## Text shown
......
The most delicious salad I ever tasted was prepared at my table in the dining room of the Fiesta Palace in Mexico City. The waiter painstakingly rubbed garlic and anchovies into the bowl until they fell apart, then whisked in imported wine vinegar and top-grade vegetable oil, sprinkled it with parmesan cheese and then added, as is customary with a caesar salad, a one-minute coddled egg. Each leaf of crisp romaine lettuce was quickly bathered in the dressing. Sprinkled with homemade croutons, the salad tasted as carefully prepared as a raspberry souffle.

Few Washington restaurants go to these extremes in salad-making, even caesars, but many offer luscious bouquets of greens, sometimes mingled with other cold vegetables and tinged with lively dressings. Some have tales behind them.

When Blackie Auger opened the doors of his Minute Grill in 1946, across the street from his present Blackie's House of Beef, he realized that he had forgotten to prepare a salad dressing for his arriving guests.

"In those days," he reminisced recently, "American palates would not have liked my family's simple Greek vinegar and oil dressing."

Rifling through his refrigerator, Auger pulled out jars of mayonnaise, ketchup, Worcestershire sauce, tomato juice and vinegar. Locating the blue cheese and garlic, and vaguely measuring as he went along, he put all the ingredients into a large jar, shook them, tasted the mix and poured the finished product over chopped romaine and iceberg lettuce. Blackie's Blue Cheese House Dressing was born.

At the Cantina d'Italia, the green olive oil dressing comes from a classic sauce chef-owner Joseph Muran de Assereto found in his native Liguria. He uses only olive oil and green herbs -- tarragon, sage, basil, majoram and thyme -- with garlic.

Some Washington restaurants now maintain herb gardens of fresh tarragon, basil or marjoram. Others rely on fresh herbs from herb gardens in Virginia and Maryland. Whatever the dressing, oils and vinegars must be top grade and garlic and herbs fresh whenever possible. Use a whisk to combine the ingredients. (If you don't have a whisk, a food processor will do.)

Greens -- romaine, watercress, endive, chicory and, if you must, iceberg -- should be clea, crisp and cold, torn with the hand rather than a knife. Dry the greens carefully.

This summer, crunch your way through your favorite restaurant's salad or try the following recipes at home.Whichever dressings you choose, bathe -- don't drown -- your greens in the dressing. Remember the adage, "Be a spendthrift with oil and a miser with vinegar," and, for a lucky salad, turn the greens over at least 13 times. La Brasserie's House Classic French Dressing Makes 1 1/2 cups Salt to taste Pepper to taste 1/3 cup red wine vinegar aged in oak barrels 1 diced shallot 1 teaspoon fresh tarragon 1 heaping teaspoon Dijon mustard 1 egg yolk (optional) 1/2 cup walnut oil 1/2 cup peanut oil

Dissolve the salt and pepper in the vinegar in a large mixing bowl. Using a whisk, stir in the shallot, tarragon and mustard. For a creamier French dressing, add an egg yolk. Slowly pouring in the oil, whisk until smooth. Adjust seasoning and add a combination of chicory, romaine and Boston lettuce. If you like, add walnuts, diced endives and watercress. Using a salad fork and spoon, toss 13 times until leaves are well dressed.
......
(Items from a dataset)

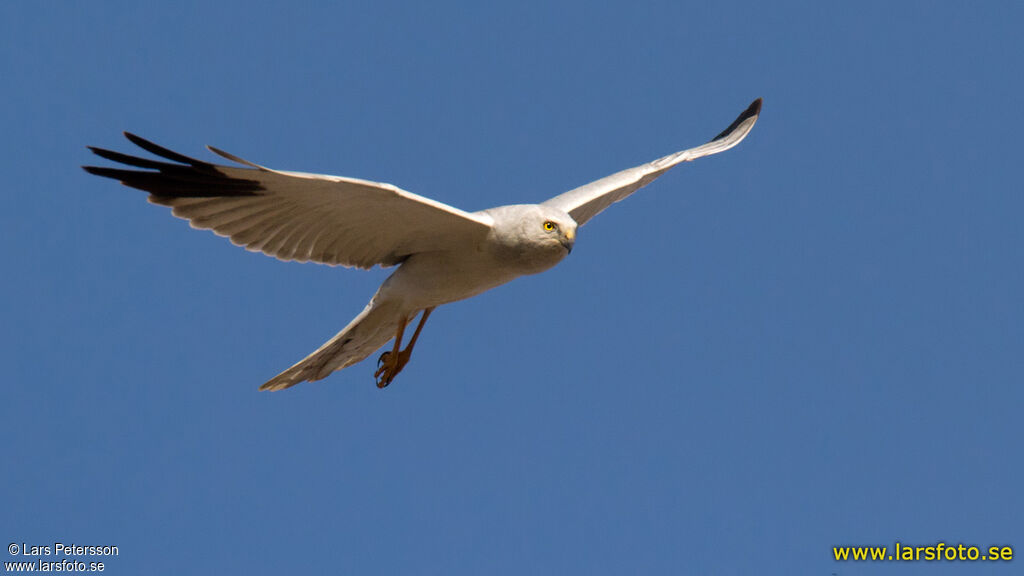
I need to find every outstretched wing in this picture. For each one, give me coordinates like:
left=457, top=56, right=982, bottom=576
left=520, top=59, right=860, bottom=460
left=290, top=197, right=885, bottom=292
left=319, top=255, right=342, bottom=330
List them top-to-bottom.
left=544, top=98, right=761, bottom=225
left=84, top=132, right=492, bottom=269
......
## Exercise instructions
Write the next part of the article on salads and dressings in Washington restaurants, picking up right after its final sentence.

## Exercise result
La Brassirie has its own backyard herb garden including marjoram, thyme, mint and even violets and nasturtitums for taste and color. Cantina d'Italia's Classic Oilo Verde alla Ligure (Green olive oil dressing in the style of Liguria) Makes 1 cup 1 cup top quality virgin olive oil 1 generous handful fresh basil leaves 4 tablespoons fresh tarragon leaves 2 tablespoons fresh sage leaves or 1 tablespoon dry sage 2 tablespoons fresh marjoram (or 1 teaspoon dry) 2 tablespoons fresh thyme (or 12 teaspoons dry) 1 clove crushed garlic Salt to taste

Place all the ingreidents in a glass bowl uncovered at room temperature overnight. In the morning put through a food mill, adjust taste and serve this slightly green dressing over the greens of your choice.

Joseph Muran de Asserto, chef-owner of La Cantina, serves this dressing over a combination of arugola and fennel or spinach and mushrooms. He also uses it as a sauce over fresh pasta. Piccadilly's Caesar Salad Dressing Serves 3 1/2 teaspoon salt 4 small or 2 large peeled garlic cloves 3 strips anchovy filets 1/4 teaspoon dry mustard 1/2 teaspoon Worcestershire sauce 3 tablespoons vegetable oil 1 bunch romaine lettuce 2 tablespoons imported parmesan cheese or to taste 2 teaspoons homeade croutons 6 twists of the peppermill 1 coddled mill

Add the salt to the bottom of a ceramic or glass salad bowl. Using a fork and spoon press the garlic into the salt, mashing well. Press in the anchovy strips. Add the mustard, Worcestershire sauce, vegetable oil and wine vinegar, whisking well after each addition.

With your fingers, break the washed romaine lettuce. Add to dressing. Sprinkle on top parmesan cheese and the croutons. Add pepper and the coddled egg. Toss 13 times until well blended. Serve immediately.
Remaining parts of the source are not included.